-- Text section --
It should be noted that, in each of these six interrelated spheres, globalization is mainly a characteristic of recent decades. To be sure, early intimations of supraterritoriality can be traced back several hundred years, when some imaginations contemplated the possibility of transborder government, instant transworld communication, and so on. More tangible and sustained manifestations of globality began to multiply in the second half of the nineteenth century, for example in the form of transworld telegraphy a few global products like Remington typewriters, and so forth. However, the scale of this transborder (as opposed to cross-border) activity was comparatively small. The great intensification of global relations (when understood in terms of the transcendence of borders) has unfolded since the 1950s, and at a generally accelerating rate.

-- Data --
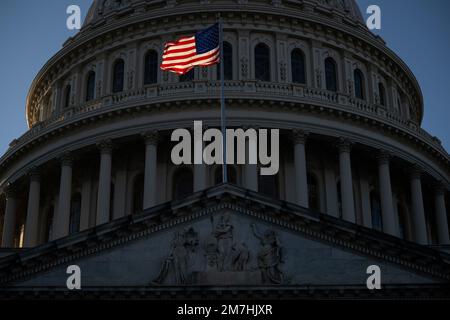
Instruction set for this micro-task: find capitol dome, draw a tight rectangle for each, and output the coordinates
[0,0,450,298]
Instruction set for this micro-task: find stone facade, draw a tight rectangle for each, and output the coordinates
[0,0,450,298]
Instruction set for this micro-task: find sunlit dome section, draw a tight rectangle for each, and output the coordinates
[84,0,364,26]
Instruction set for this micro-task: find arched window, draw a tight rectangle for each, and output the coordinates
[370,191,383,231]
[64,84,72,108]
[133,173,144,214]
[214,166,237,185]
[308,173,320,211]
[109,182,116,221]
[180,69,195,82]
[258,174,280,199]
[395,94,402,116]
[44,205,55,242]
[255,43,270,81]
[144,50,158,84]
[325,58,337,92]
[217,41,233,80]
[291,49,306,84]
[86,71,95,102]
[336,181,342,218]
[397,203,411,240]
[378,82,386,107]
[173,168,194,199]
[353,69,364,99]
[113,59,125,93]
[69,193,81,234]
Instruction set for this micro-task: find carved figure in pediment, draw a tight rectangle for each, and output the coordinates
[153,227,198,284]
[251,224,283,284]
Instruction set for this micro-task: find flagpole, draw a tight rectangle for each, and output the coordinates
[219,13,228,183]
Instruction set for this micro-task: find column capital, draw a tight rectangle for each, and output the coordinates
[409,165,423,179]
[28,167,41,182]
[59,152,73,167]
[337,137,353,153]
[141,130,160,146]
[97,139,114,154]
[291,129,309,144]
[377,150,392,165]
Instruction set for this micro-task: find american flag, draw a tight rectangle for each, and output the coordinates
[161,23,220,75]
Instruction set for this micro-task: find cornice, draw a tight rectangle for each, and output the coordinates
[0,284,450,302]
[26,4,423,127]
[0,185,450,287]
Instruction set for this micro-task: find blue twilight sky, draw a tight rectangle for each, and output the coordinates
[0,0,450,154]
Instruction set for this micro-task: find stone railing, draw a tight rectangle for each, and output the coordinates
[7,80,448,160]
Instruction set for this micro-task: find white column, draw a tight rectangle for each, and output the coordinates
[434,186,450,245]
[339,139,356,223]
[143,131,158,209]
[96,140,112,226]
[2,187,17,248]
[325,157,339,218]
[52,154,73,240]
[359,176,372,228]
[410,168,428,244]
[24,169,41,247]
[378,151,398,236]
[293,130,309,208]
[80,175,92,231]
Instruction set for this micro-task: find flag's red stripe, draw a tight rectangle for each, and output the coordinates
[161,36,220,75]
[162,50,219,67]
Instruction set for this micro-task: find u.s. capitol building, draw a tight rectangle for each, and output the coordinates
[0,0,450,299]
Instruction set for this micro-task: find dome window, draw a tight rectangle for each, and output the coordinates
[325,58,337,92]
[255,43,271,82]
[113,59,125,93]
[86,71,95,102]
[64,84,72,108]
[291,49,306,84]
[378,82,386,107]
[217,41,233,80]
[179,69,195,82]
[144,50,158,85]
[353,69,364,100]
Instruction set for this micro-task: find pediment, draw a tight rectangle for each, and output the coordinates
[0,186,450,289]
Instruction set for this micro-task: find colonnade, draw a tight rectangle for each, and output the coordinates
[2,130,450,247]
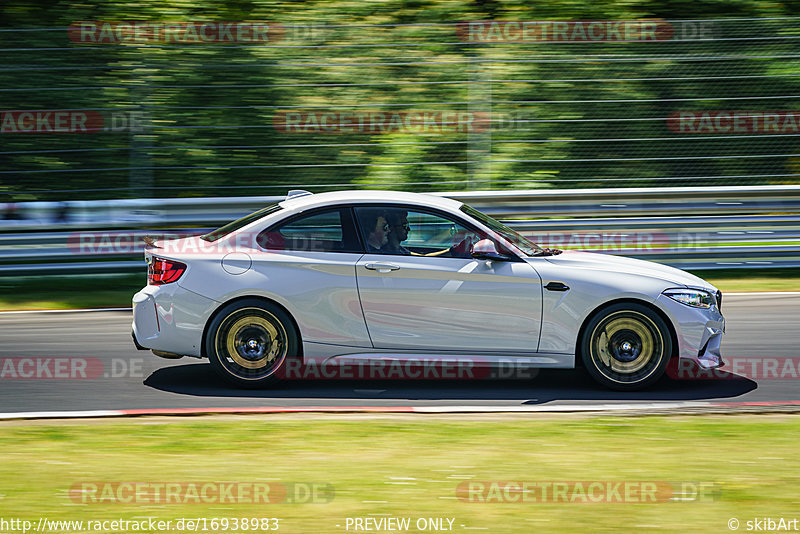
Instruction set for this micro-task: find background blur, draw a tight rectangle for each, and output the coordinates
[0,0,800,285]
[0,0,800,202]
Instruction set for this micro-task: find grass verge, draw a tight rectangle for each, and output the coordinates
[0,269,800,310]
[0,415,800,533]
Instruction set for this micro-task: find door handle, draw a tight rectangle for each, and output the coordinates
[364,263,400,273]
[544,282,569,291]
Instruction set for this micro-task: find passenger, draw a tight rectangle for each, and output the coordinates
[381,210,411,256]
[359,210,391,254]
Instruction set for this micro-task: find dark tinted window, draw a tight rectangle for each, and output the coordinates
[201,204,281,243]
[258,208,362,253]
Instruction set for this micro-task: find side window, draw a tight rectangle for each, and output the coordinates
[356,207,488,258]
[258,208,363,253]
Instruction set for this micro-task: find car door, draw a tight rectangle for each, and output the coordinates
[253,207,371,347]
[355,206,542,352]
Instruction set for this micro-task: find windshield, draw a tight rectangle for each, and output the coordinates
[461,204,544,256]
[200,204,281,243]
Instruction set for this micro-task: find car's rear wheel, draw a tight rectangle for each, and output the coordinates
[206,299,298,388]
[581,303,673,391]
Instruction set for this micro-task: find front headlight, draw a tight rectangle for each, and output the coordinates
[664,289,714,309]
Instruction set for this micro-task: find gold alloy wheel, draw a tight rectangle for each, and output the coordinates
[590,311,664,383]
[215,308,288,379]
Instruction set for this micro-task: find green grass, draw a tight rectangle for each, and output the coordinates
[0,269,800,310]
[0,415,800,533]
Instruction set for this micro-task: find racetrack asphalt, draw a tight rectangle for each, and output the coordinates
[0,293,800,413]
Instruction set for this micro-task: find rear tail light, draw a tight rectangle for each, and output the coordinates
[147,256,186,286]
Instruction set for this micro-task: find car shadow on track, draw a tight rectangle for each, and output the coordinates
[144,363,758,405]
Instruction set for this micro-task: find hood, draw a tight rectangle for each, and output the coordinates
[546,250,716,291]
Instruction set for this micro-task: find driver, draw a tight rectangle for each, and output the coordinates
[381,210,412,256]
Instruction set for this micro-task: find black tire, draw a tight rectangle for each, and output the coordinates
[205,298,299,389]
[580,303,673,391]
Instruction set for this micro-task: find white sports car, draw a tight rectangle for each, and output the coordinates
[133,191,725,390]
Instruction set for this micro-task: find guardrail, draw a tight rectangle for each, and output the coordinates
[0,185,800,276]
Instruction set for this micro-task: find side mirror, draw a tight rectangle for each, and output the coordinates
[470,239,510,261]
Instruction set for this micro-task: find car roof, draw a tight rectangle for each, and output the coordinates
[280,190,462,211]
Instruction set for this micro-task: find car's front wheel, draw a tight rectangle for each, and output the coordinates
[580,303,673,391]
[206,299,298,388]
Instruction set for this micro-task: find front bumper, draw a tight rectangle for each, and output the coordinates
[657,295,725,369]
[133,283,219,357]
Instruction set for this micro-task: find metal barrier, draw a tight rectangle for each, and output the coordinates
[0,185,800,276]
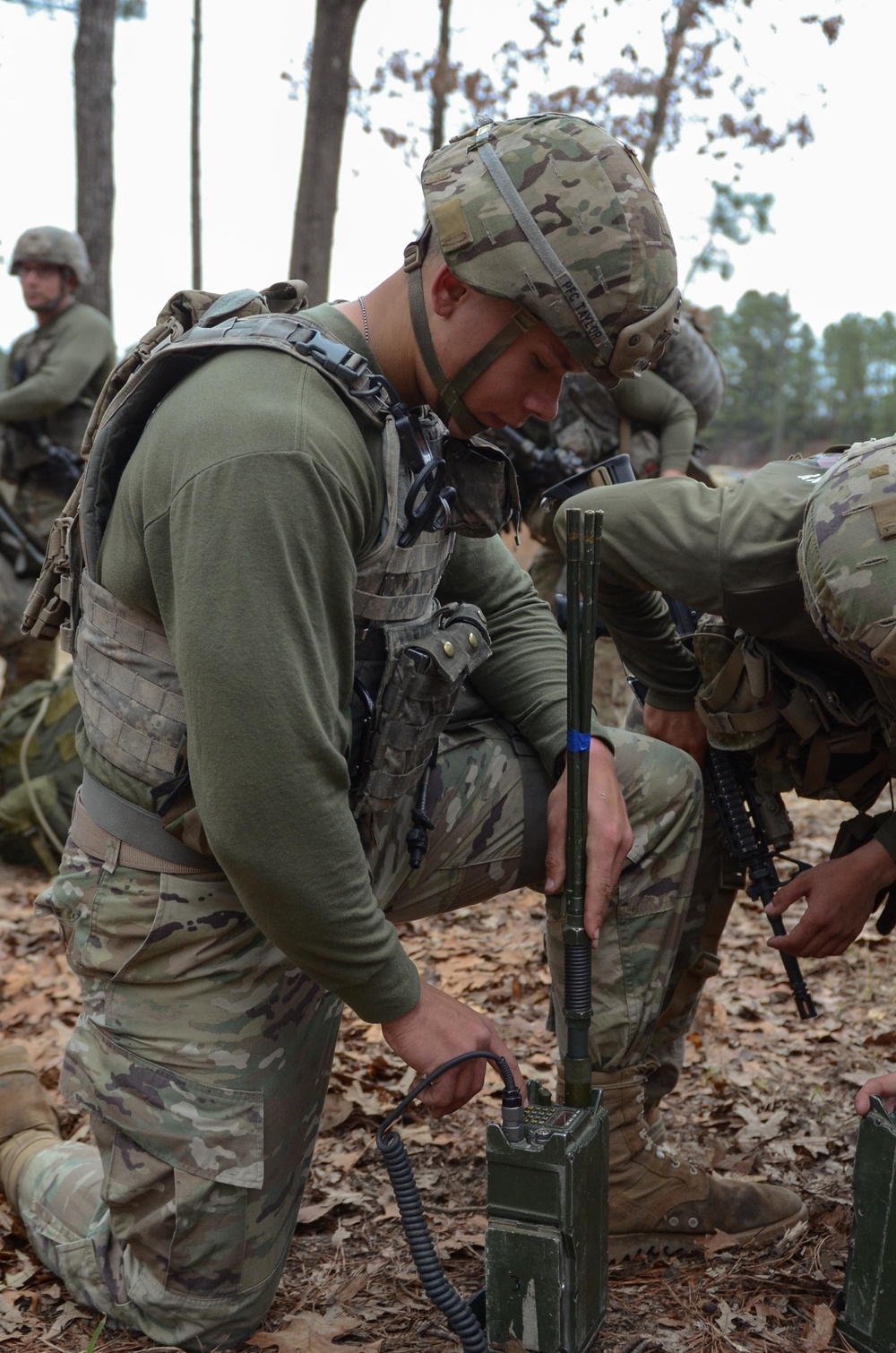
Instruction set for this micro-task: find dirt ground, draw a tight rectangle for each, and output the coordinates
[0,802,896,1353]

-- Your objective --
Continue the passage about the history of globalization, starting right after its final sentence.

-- Task result --
In sum, then, the third and most distinctive conception sees globalization as a fundamental transformation of human geography On the eve of the twenty-first century, world affairs have acquired a (rapidly growing) global dimension alongside the territorial framework of old. Of course - and this point cannot be stressed too much - it is not that territorial space has become wholly irrelevant in contemporary history. We live in a globalizing rather than a completely globalized condition. Global spaces of the kind formed through telecommunications, transworld finance, and the like interrelate with territorial spaces, where locality, distance and borders still matter very much. Thus, for example, people have not while acquiring a global imagination discarded their affinities for particular territorial places. Similarly, global marketers have found on countless occasions that they need to tailor their products and promotions to local sensibilities. However, notwithstanding this important qualification, it remains the case that the territorialist assumptions which underpin modern understandings of 'international relations' have become untenable.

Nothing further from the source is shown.